▶ **Bereitgestellter Text**:
+--

Wir arbeiten als Team und unterstützen uns gegenseitig, und ich glaube, dass wir eine positive Veränderung in unserer Gemeinschaft bewirken können.

Ich war früher ängstlich und fühlte mich nach meinem Abschluss an der „United States International University Africa" verloren. Meine Teilnahme bei EMPACT im Januar 2020 war ein Wendepunkt in meinem Leben. Ich bin nicht nur technikbegeistert geworden und habe gut bezahlte freiberufliche Stellen gefunden, sondern habe auch gleichgesinnte Freund*innen gefunden. Ich hoffe, dass EMPACT weiterhin mehr junge Menschen ausbilden wird, da uns das Programm auch dabei hilft, unser berufliches Netzwerk aufzubauen und uns von informellen Jobs fernzuhalten. Wir arbeiten als Team und unterstützen uns gegenseitig, und ich glaube, dass wir eine positive Veränderung in unserer Gemeinschaft bewirken können.

Über EMPACT

EMPACT-Teilnehmer*innen, Durchführungspartner und unsere Kolleg*innen in den WFP-Länderbüros setzen dieses ambitionierte Projekt um. Wir hoffen, dass EMPACT 2021 auf weitere Länder ausgeweitet und in bereits operativen Ländern ausgebaut wird, damit noch mehr Jugendliche neue Möglichkeiten bekommen. Gerade jetzt, wo COVID-19 immer mehr Menschen in Armut und Hunger stürzt.

Elisa Molena, Projektleiterin von EMPACT

Da die Welt in Zeiten von COVID-19 einen massiven Wandel hin zur Fernarbeit durchmacht, setzt EMPACT marginalisierte Jugendliche auf die Überholspur des digitalen Arbeitsmarktes. Seit seinem Start in Kibera im Januar 2020 hat das Programm 60 Teilnehmer*innen mit Einkommensmöglichkeiten als Online-Freelancer verbunden. Dadurch konnten sie ein Einkommen erzielen, Nahrungsmittel kaufen und ihre Familien unterstützen. In seiner zweiten Phase im Jahr 2021 wird das Programm in Kenia weiter ausgebaut und die laufenden Aktivitäten im Irak, im Libanon sowie in der Türkei weitergeführt. In der Türkei wurde im Oktober 2020 in Istanbul sogar ein neuer Campus eröffnet. Weltweit erhielten durch EMPACT mehr als 6.700 vertriebene Jugendliche und junge Menschen aus einkommensschwachen Haushalten Zugang zu Online-Arbeitsmöglichkeiten und bauten sich damit robust Existenzgrundlagen auf.

Wir danken unseren Gebern, den Regierungen Deutschlands, Luxemburgs, der Niederlande, sowie USAID für ihre großzügige Unterstützung der Arbeit des WFP Innovation Accelerators.

+--

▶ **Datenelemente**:
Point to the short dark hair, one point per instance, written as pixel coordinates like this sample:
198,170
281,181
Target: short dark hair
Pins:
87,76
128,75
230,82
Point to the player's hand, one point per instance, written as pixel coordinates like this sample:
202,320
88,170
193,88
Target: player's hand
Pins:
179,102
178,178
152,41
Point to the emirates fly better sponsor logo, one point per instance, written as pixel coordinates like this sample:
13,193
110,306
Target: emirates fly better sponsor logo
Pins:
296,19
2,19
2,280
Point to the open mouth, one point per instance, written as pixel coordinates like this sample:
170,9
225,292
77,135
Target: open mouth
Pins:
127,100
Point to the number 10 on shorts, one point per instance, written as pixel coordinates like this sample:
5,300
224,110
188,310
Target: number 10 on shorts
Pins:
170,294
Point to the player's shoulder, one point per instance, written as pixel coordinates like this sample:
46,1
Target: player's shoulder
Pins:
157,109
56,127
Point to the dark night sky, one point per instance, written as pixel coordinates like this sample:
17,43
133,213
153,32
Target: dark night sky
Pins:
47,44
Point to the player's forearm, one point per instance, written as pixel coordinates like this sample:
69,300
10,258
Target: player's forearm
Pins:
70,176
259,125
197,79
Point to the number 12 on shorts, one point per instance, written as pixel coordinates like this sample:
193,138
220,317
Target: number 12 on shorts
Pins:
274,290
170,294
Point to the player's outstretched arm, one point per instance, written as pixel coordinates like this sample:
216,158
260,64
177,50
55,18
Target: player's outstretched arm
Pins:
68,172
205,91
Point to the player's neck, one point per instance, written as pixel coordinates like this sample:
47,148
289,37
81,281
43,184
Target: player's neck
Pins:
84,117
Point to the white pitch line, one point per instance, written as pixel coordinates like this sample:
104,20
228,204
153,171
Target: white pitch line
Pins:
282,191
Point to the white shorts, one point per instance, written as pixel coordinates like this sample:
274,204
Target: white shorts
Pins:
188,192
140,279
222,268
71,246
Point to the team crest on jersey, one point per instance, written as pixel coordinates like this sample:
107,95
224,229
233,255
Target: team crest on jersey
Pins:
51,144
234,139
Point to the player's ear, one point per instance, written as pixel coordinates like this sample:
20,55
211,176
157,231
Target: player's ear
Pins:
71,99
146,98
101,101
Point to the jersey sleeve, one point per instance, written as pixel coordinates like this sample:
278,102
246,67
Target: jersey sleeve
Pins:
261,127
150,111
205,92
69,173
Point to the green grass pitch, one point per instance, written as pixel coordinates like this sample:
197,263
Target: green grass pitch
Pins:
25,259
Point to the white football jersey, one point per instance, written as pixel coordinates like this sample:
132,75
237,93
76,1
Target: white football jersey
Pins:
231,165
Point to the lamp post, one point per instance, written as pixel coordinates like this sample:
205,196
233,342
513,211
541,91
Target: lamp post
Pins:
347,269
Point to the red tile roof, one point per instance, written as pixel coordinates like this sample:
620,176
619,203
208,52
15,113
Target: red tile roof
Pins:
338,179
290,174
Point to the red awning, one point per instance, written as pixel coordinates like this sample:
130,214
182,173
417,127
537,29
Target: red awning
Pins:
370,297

+--

▶ **Deine Aufgabe**:
Beantworte anhand des Textes über EMPACT:
1. An welcher Universität schloss die erzählende Person ihr Studium ab?
2. Mit wie vielen Teilnehmer*innen hat das Programm seit seinem Start in Kibera Einkommensmöglichkeiten als Online-Freelancer verbunden?
3. In welcher Stadt wurde im Oktober 2020 ein neuer Campus eröffnet?
Das Material stammt aus einer anderen Quelle.

▶ **Lösung**:
1. An der „United States International University Africa"
2. 60 Teilnehmer*innen
3. In Istanbul